• [Page text]
□ □ □ □

Then, of course, there is the media. In New York, we live and breathe it. The disintegration of the newspapers elsewhere doesn’t bother the citizenry as much. Drive through L.A. and notice how many bundled papers sit untouched at the ends of driveways, like little mummies. But who here doesn’t depend on the Times, or the Post or News, and who can claim to be immune to their daily gloom? The writers and editors are thunderstruck by the looming obsolescence of the thing they know how to do.

But probably most important, out West, failure isn’t such a big deal. Hundreds of TV pilots are produced to yield a handful of hits. The makers of the stinkiest box-office bombs land new gigs with ease. In the start-up culture of San Francisco, failure is a badge of honor. It demonstrates you have the courage of your convictions, and chances are, the V.C.’s will happily bankroll your next new thing. A friend who works in Berkeley says that this is nothing compared with the bursting of the dot-com bubble. “We went through then what New York is going through now. People seriously worried about whether the Internet might just be a joke.”

□ □ □ □

• [Problems to solve]
A. Please swap "L.A." for "Chicago" and give the essay excerpt again, starting at "Then, of course, there" and ending at "know how to do.".
B. In the essay excerpt, what does the friend in Berkeley compare the current situation with?
C. Write what comes next in the essay excerpt, picking up after its final sentence.

• [Collected material]
□ □ □ □

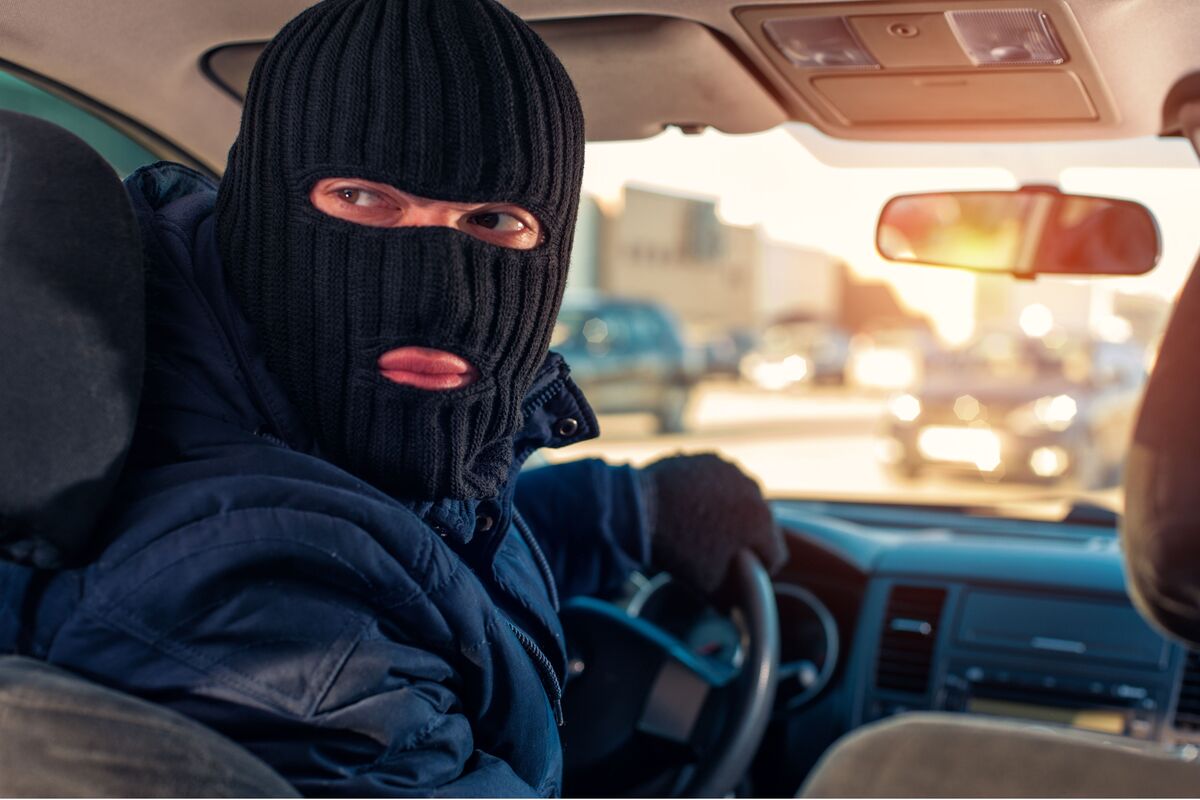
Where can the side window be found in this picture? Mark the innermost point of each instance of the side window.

□ □ □ □

• [Expected results]
A.
Then, of course, there is the media. In New York, we live and breathe it. The disintegration of the newspapers elsewhere doesn’t bother the citizenry as much. Drive through Chicago and notice how many bundled papers sit untouched at the ends of driveways, like little mummies. But who here doesn’t depend on the Times, or the Post or News, and who can claim to be immune to their daily gloom? The writers and editors are thunderstruck by the looming obsolescence of the thing they know how to do.

B. The bursting of the dot-com bubble.

C.
The problem is that here the model of professional success is climbing the ladder from one new job to the next. Falling off the ladder is a disgrace, and it can drive people underground, or into the dark corners of Starbucks. Perhaps this recession will spur a new culture of resilience.

For what it’s worth, Londoners seem to be handling all of this worse. An American friend reports seeing professionally clad people bursting into sobs on the Tube. “Other riders,” he says, “react in an un-Britishly empathetic way, including the provision of hankies.”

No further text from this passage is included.